Start of Reading passage
Page MenuHomePhabricator

Develop strategies and tools for segmenting wikis [2018-19 AP output 4.3]
Open, NormalPublic

Description

Objective

This project is output 4.3 of the Audiences 2018–19 annual plan:

Instead of implementing programs that attempt to affect all wikis at the same time, it is common for a given Audiences program to focus just on groups of wikis, such as mid-size wikis, or large wikis. Given that we focus our work on groups of wikis, we should be able to report out using those groupings. The output here are evolving sets of segmentations that classify different wikis into groupings relevant for the Audience department's work. These will be used to align strategic planning, program focus, and reporting on Audiences department impact -- making it possible to report out using the same groupings as we use in our daily work.

See also the project brief [Wikimedia Foundation only].

Timeline / work plan

Time constraint: As this is an annual plan goal, it needs to be finished by June 2019 at the latest. However, it should be done much earlier than that: it's a strategic priority, and the the sooner it's completed, the sooner people can incorporate it into their thinking.

Current timeline

Phase 1 ✓

Produce a big spreadsheet of data that can be sorted and filtered.

Phase 2 (T221563)

Deprioritized

Recommend a standard set of key dimensions with standard classes for each (for example, monthly active editors might be a dimension, with low being 0–49, medium being 50–499, and high being 500+). We don't want too many dimensions (6 is about right) or too many classes per dimension (3-4 is about right).

Phase 3 (T203033)

Deprioritized

Use some unsupervised learning to try to cluster the wikis into meaningful groups which we can name, describe, and make the standard groups for understanding our wikis.

The results are uncertain, because it's hard to predict whether unsupervised learning will have meaningful results, but there's only one way to find out!

Event Timeline

Restricted Application added a subscriber: Aklapper. · View Herald TranscriptFeb 27 2018, 1:14 PM
Neil_P._Quinn_WMF triaged this task as High priority.Mar 29 2018, 5:52 AM
Neil_P._Quinn_WMF updated the task description. (Show Details)
End of Reading passage
* Short exercise 1 *
Please arrange the stretch of the entries from the line containing "Exercise. Tag every instance of the tree" through the line containing "Exercise. Tag every instance of the bush" as a numbered list, with blank lines left out. Omit the pictures from your answer.
Start of Records for the exercise
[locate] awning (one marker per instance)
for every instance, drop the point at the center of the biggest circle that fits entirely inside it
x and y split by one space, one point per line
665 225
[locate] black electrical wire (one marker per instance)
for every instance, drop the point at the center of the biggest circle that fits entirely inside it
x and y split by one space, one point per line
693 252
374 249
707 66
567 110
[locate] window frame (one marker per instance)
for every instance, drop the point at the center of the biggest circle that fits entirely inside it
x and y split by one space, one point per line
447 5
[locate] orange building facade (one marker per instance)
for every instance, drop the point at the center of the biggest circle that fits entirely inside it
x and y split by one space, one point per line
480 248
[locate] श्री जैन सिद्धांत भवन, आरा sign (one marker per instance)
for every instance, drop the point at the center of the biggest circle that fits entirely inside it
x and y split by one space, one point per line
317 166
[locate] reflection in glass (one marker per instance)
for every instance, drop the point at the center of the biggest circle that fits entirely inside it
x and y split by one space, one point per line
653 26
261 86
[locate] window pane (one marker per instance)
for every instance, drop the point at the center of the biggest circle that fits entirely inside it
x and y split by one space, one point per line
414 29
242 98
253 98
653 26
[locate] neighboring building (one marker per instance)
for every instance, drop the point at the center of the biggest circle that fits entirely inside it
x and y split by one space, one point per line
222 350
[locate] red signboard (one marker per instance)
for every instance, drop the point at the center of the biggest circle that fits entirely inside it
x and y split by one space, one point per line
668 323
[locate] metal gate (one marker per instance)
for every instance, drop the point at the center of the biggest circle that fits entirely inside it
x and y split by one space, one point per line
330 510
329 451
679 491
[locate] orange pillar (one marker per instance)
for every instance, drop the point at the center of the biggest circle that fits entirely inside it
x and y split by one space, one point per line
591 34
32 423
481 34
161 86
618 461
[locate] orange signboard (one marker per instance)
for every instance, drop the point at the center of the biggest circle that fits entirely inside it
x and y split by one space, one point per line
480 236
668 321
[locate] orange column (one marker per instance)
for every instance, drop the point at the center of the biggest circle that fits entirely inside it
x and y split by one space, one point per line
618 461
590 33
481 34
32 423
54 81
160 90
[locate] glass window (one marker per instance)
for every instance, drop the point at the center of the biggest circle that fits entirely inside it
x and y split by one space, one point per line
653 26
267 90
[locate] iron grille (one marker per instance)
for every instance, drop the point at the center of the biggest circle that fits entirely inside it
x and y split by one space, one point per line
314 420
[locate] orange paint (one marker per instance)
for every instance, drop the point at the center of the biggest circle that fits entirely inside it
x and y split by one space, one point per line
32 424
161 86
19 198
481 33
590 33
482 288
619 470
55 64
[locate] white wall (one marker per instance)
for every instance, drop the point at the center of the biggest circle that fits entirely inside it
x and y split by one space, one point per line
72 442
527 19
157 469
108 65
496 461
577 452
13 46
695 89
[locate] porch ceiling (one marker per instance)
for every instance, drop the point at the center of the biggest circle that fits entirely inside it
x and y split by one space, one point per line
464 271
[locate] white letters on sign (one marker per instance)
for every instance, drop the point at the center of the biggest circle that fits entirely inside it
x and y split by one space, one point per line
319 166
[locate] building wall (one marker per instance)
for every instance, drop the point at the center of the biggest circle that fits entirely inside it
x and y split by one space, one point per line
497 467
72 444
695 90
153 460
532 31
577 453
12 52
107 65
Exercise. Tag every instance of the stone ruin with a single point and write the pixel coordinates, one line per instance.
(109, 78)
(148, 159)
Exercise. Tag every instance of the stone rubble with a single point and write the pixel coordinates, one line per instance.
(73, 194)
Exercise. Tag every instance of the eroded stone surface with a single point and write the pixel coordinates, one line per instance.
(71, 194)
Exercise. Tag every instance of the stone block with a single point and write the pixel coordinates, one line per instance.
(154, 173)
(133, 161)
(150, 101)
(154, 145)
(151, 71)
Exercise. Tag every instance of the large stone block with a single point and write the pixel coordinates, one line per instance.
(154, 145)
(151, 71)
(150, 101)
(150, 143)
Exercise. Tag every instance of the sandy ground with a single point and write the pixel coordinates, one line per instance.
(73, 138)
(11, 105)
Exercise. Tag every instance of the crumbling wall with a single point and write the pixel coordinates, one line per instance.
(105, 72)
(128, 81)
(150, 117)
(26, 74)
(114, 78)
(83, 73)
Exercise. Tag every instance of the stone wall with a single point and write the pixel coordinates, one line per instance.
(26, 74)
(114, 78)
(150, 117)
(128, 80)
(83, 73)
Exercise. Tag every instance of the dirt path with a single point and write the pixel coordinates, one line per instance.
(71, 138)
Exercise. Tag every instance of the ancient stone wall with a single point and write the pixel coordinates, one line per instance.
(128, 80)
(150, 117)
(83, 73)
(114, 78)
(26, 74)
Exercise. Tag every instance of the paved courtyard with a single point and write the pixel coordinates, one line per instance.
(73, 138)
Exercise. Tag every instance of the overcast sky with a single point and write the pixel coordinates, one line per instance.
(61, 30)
End of Records for the exercise
Start of Records for the exercise
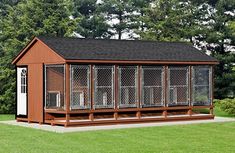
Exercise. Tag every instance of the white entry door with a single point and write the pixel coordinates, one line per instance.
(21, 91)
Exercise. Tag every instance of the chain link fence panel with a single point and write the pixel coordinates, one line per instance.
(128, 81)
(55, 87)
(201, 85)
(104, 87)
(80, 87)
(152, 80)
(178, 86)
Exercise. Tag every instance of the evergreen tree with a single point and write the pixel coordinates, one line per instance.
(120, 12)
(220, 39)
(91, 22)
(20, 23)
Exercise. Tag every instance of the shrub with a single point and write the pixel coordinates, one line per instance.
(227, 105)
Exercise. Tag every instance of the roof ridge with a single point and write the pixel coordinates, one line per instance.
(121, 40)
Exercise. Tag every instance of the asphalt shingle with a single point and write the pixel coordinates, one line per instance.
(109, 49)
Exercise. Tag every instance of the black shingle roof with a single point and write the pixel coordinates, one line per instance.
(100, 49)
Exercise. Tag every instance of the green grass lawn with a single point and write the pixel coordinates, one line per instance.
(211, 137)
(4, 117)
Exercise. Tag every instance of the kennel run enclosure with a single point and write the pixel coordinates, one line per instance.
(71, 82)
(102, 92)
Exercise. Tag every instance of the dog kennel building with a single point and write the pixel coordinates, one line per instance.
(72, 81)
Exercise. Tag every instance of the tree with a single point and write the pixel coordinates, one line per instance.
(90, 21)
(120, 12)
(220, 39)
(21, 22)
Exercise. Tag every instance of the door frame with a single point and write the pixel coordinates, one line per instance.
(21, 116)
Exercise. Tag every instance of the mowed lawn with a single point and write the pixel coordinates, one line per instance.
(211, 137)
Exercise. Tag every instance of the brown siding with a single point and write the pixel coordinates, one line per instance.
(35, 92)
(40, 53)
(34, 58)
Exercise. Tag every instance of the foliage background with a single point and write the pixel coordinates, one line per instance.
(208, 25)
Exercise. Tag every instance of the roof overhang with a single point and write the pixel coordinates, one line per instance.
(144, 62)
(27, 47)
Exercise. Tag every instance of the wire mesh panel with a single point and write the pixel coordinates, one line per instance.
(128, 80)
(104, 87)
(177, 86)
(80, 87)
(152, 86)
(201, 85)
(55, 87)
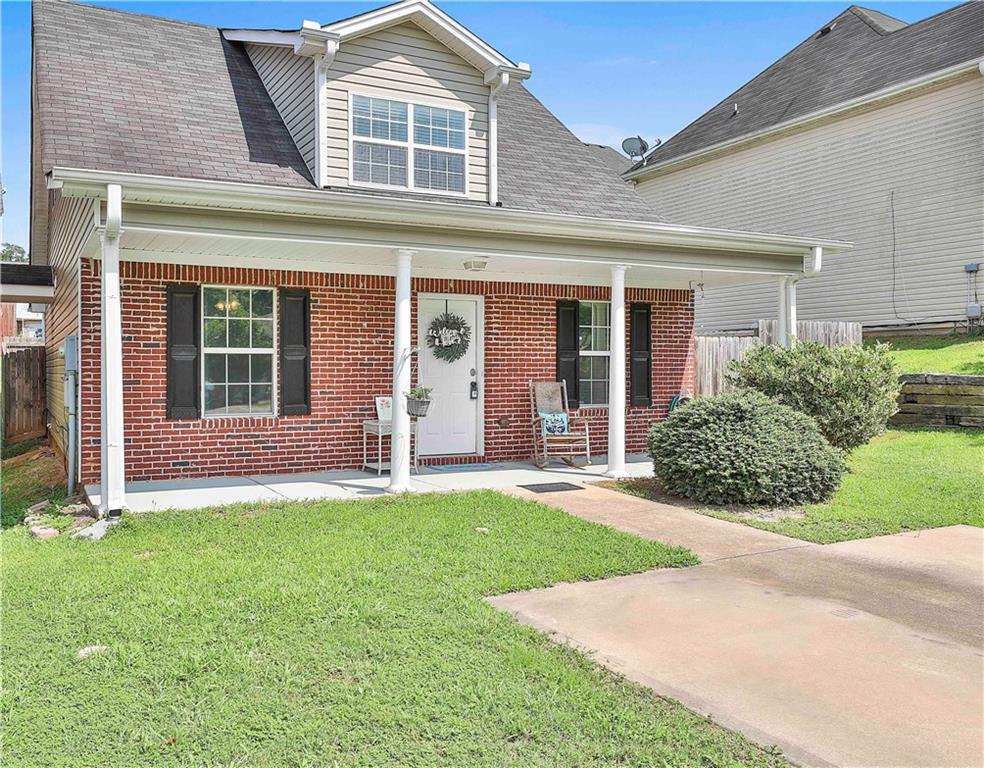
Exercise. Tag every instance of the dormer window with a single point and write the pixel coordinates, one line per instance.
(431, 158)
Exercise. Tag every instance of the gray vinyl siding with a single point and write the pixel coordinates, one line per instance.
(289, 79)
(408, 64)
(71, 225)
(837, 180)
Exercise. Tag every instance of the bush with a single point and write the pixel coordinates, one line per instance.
End of Records for the exercise
* Short exercise 2 *
Set down word for word the stretch of the wiki segmentation page from "Develop strategies and" through "[Wikimedia Foundation only].".

* Correct response 1 *
1. Exercise. Tag every instance of the tree with a single point and write the pixel coordinates, one line per instance.
2. (90, 21)
3. (120, 12)
4. (220, 39)
5. (21, 22)
6. Exercise. Tag every instance of the door frame with a single point and write the pixel coordinates, one line per instance.
7. (21, 116)
8. Exercise. Tag every instance of the mowed lawn with a single point and write the pixel coordinates, one line per instance.
9. (211, 137)
10. Exercise. Tag every instance of the brown siding with a single point and write the pixel coordinates, one line per instance.
11. (35, 92)
12. (40, 53)
13. (34, 58)
14. Exercise. Tag every instance of the foliage background with a single point and write the pixel coordinates, one line per instance.
15. (208, 25)
16. Exercise. Tag every instance of the roof overhang with a single point and write the pixel coordinates, one line per instance.
17. (144, 62)
18. (27, 47)
19. Exercise. Tag every instance of the wire mesh panel with a single point and write the pixel coordinates, one line per instance.
20. (128, 80)
21. (104, 87)
22. (177, 86)
23. (80, 87)
24. (152, 86)
25. (201, 85)
26. (55, 87)
27. Exercise. Tag every instance of the dormer window with a single point and write the pixel coordinates, one line per instance.
28. (431, 158)
29. Exercise. Tag every instance of the gray vinyl siding with a single point and write the pixel coordinates, one line per instance.
30. (289, 79)
31. (408, 64)
32. (71, 225)
33. (837, 180)
34. Exercise. Tag every instance of the bush with a single point and write the pixel coordinates, one line per instance.

* Correct response 2 *
Develop strategies and tools for segmenting wikis [2018-19 AP output 4.3]
Open, NormalPublic

Description

Objective

This project is output 4.3 of the Audiences 2018–19 annual plan:

Instead of implementing programs that attempt to affect all wikis at the same time, it is common for a given Audiences program to focus just on groups of wikis, such as mid-size wikis, or large wikis. Given that we focus our work on groups of wikis, we should be able to report out using those groupings. The output here are evolving sets of segmentations that classify different wikis into groupings relevant for the Audience department's work. These will be used to align strategic planning, program focus, and reporting on Audiences department impact -- making it possible to report out using the same groupings as we use in our daily work.

See also the project brief [Wikimedia Foundation only].